Requirement |
Rewrite the part of the records that opens with the line containing "the gray wood" and runs to the end of the records, requests included. Shift every coordinate in the answers by adding 131 to it.

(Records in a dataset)
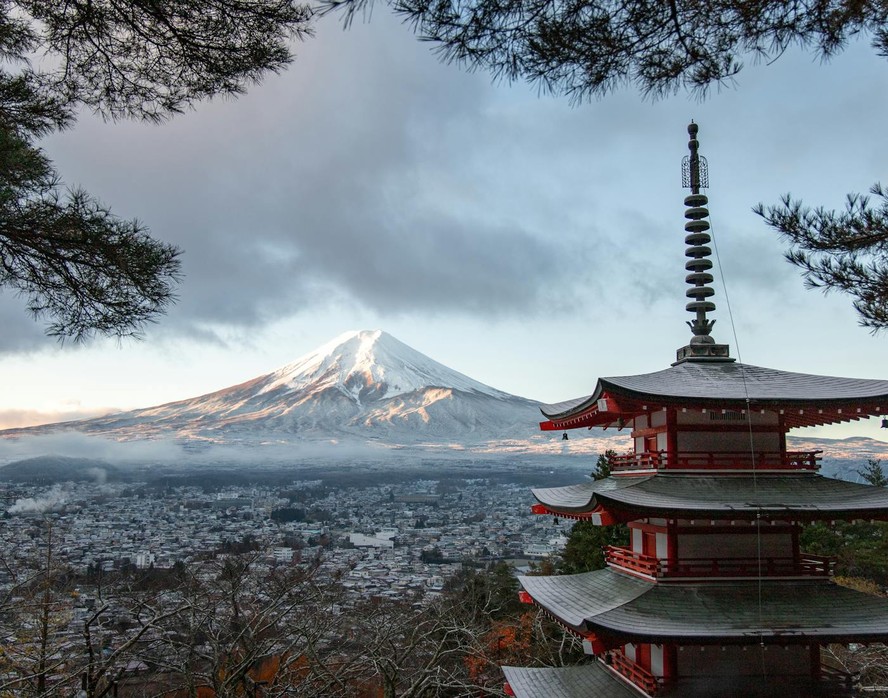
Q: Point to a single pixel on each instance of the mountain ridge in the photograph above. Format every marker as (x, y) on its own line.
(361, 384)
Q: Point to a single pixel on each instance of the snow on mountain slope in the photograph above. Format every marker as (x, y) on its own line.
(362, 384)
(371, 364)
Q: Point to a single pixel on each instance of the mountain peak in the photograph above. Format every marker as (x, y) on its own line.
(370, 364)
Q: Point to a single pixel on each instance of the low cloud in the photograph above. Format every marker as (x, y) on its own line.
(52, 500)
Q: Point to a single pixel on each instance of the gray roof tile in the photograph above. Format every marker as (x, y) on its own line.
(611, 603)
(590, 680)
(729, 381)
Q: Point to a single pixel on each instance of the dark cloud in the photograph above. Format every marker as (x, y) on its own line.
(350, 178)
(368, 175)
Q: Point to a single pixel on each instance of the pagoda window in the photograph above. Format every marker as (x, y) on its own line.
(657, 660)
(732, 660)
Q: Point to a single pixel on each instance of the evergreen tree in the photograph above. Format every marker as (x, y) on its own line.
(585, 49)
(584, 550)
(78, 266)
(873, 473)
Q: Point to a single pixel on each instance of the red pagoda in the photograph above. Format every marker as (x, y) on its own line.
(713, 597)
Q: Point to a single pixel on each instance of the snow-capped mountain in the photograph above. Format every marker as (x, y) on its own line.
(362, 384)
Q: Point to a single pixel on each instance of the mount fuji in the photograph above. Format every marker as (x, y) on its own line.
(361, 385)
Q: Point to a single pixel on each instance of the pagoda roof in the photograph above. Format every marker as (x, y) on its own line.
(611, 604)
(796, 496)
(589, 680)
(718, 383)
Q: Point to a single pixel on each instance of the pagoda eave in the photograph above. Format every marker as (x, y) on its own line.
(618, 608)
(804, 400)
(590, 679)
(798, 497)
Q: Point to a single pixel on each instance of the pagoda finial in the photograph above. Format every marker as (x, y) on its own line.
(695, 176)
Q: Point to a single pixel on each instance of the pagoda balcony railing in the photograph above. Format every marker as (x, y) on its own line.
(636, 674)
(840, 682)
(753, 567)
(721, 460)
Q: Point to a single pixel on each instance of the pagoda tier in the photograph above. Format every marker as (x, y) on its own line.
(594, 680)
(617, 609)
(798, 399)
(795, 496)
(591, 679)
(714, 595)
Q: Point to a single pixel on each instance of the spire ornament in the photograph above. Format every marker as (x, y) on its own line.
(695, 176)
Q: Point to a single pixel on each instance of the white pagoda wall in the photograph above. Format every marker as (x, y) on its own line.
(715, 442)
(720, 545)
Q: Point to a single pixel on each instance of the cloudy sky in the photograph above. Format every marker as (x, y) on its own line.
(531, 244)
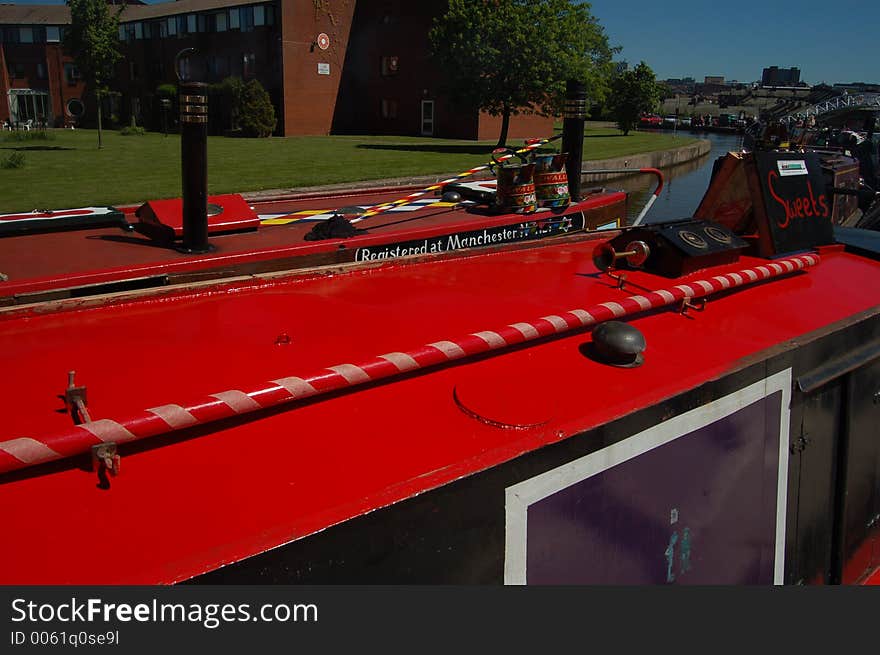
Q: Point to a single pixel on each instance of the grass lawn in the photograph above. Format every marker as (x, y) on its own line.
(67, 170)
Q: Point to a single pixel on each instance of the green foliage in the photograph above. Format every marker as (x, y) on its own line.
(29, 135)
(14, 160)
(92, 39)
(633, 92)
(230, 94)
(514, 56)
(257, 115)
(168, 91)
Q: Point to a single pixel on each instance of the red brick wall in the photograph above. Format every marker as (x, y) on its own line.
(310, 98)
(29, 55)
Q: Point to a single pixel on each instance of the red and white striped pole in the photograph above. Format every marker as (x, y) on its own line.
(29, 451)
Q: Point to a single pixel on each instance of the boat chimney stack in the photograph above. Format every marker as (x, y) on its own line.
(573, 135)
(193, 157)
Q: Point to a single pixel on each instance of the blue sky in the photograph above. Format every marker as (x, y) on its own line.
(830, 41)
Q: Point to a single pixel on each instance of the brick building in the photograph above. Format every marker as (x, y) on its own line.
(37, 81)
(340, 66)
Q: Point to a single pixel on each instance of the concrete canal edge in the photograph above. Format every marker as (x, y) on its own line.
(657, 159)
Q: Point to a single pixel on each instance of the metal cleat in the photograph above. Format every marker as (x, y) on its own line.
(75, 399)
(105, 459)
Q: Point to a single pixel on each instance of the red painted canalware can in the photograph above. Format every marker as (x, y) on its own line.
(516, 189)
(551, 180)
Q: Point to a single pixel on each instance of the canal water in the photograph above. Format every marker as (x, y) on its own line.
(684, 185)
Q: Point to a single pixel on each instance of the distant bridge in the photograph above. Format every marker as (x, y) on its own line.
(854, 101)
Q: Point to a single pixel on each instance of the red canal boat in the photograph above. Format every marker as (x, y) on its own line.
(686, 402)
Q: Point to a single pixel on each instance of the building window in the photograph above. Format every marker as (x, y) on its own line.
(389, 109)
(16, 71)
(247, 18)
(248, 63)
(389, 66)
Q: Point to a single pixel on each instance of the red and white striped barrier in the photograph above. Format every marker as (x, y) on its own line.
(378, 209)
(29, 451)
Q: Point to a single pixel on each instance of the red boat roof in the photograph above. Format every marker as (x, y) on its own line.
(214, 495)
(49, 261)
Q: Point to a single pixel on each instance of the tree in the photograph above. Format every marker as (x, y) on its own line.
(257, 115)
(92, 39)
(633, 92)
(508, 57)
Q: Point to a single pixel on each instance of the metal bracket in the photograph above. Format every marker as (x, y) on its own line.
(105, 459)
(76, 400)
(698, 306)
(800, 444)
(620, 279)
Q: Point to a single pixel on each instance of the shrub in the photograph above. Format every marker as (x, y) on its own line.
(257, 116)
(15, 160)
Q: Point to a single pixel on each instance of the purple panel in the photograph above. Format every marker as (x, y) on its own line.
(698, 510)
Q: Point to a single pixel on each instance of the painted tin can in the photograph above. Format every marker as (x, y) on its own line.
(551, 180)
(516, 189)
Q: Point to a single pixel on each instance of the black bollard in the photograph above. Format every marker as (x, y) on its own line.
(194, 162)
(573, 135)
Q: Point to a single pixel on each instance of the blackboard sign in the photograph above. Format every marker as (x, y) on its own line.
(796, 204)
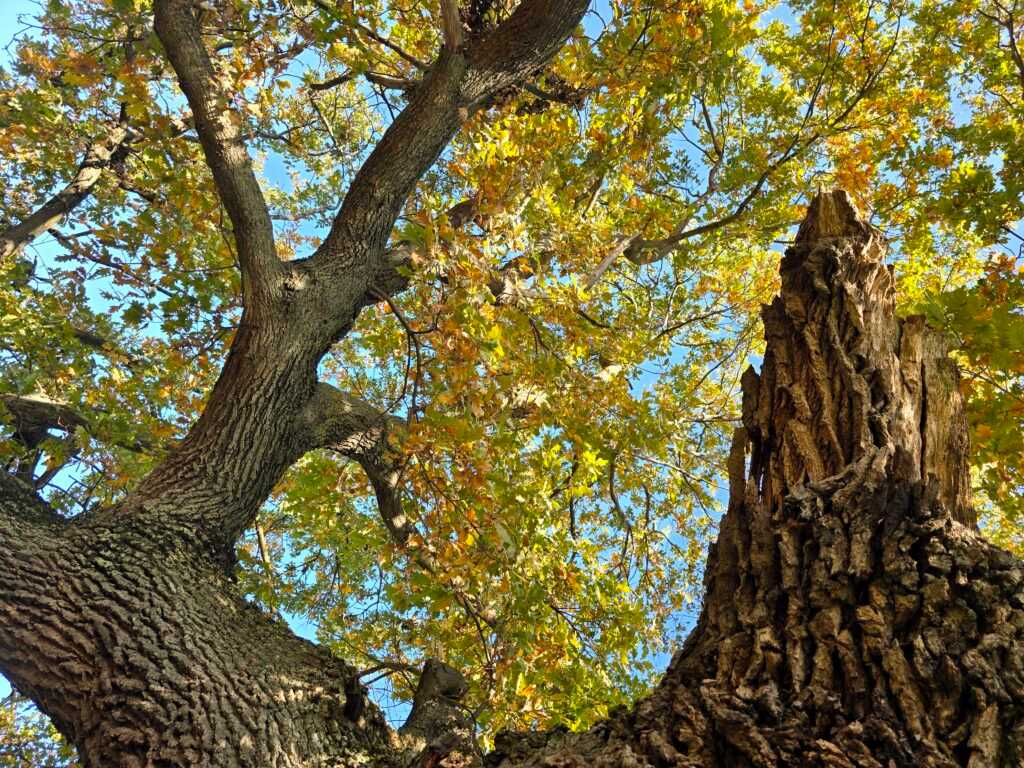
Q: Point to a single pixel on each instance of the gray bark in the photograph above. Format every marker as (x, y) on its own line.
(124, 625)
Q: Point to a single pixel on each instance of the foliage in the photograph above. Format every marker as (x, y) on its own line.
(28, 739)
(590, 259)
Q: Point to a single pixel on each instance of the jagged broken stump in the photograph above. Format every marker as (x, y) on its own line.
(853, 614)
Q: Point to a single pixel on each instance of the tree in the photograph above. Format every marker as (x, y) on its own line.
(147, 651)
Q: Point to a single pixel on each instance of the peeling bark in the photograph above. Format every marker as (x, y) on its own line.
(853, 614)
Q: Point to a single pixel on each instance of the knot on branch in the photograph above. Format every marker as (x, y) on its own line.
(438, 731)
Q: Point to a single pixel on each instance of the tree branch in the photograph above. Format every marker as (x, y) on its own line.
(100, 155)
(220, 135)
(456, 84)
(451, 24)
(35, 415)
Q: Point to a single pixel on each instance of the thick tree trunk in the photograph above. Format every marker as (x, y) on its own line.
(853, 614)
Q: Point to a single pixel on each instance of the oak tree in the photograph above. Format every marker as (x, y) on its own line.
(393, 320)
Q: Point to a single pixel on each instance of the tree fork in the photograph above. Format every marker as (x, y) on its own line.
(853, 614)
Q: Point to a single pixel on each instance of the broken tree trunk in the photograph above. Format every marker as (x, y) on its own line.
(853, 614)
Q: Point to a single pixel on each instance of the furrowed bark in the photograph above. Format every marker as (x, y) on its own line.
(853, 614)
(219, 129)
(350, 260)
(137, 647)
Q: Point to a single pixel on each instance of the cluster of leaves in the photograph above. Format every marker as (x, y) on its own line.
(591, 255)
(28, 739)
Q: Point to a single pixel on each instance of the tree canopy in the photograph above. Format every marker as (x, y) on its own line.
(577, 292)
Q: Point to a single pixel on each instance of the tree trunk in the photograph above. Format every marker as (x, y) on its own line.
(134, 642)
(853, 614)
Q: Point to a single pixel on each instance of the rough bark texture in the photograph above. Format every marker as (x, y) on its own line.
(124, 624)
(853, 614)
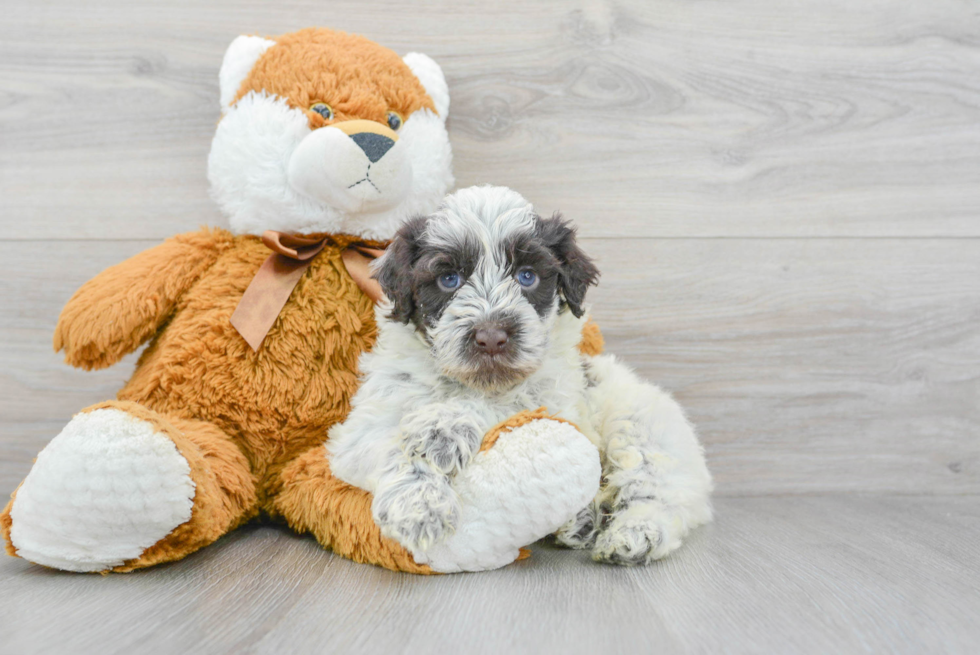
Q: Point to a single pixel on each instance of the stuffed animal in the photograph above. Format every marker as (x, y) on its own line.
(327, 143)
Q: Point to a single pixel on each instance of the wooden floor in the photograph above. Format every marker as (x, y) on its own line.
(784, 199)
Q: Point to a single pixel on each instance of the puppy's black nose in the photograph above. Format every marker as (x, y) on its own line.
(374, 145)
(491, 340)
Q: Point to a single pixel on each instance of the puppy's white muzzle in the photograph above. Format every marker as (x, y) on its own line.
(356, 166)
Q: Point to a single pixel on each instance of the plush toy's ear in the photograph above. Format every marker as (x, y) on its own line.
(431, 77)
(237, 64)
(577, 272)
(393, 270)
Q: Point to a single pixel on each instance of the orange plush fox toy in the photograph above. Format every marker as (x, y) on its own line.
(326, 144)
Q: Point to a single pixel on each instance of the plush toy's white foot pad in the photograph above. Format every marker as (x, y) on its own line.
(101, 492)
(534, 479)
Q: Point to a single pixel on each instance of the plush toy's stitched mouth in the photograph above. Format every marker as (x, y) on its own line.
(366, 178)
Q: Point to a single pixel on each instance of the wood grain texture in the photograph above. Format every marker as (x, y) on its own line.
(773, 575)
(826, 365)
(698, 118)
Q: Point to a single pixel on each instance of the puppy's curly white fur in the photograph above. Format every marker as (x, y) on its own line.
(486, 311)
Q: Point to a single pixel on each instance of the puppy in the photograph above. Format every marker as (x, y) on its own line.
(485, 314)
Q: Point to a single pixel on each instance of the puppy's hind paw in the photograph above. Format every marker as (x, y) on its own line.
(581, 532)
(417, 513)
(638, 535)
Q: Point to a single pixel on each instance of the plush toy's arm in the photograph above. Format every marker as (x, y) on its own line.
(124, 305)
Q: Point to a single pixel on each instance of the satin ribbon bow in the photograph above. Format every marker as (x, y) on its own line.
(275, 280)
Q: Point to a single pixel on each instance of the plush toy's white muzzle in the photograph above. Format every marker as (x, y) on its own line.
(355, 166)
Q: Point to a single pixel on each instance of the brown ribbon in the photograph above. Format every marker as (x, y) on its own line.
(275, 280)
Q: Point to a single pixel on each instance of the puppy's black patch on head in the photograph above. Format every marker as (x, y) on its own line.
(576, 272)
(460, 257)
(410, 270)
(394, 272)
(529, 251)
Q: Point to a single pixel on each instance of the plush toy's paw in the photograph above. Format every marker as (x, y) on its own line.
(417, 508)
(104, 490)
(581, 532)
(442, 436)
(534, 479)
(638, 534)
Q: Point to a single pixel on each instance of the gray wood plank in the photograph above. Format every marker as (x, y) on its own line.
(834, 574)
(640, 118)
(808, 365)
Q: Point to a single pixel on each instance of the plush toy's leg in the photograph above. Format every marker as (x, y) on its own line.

Solution to this problem |
Q: Point to a single pixel on each instance of the gray wood plank in the photograph above. Format every marker as (x, y) on its own line.
(965, 705)
(771, 249)
(939, 496)
Q: Point to a single pixel on each instance of the plush toy's leg in the photograph above. Format every marker as (x, y) on its own line.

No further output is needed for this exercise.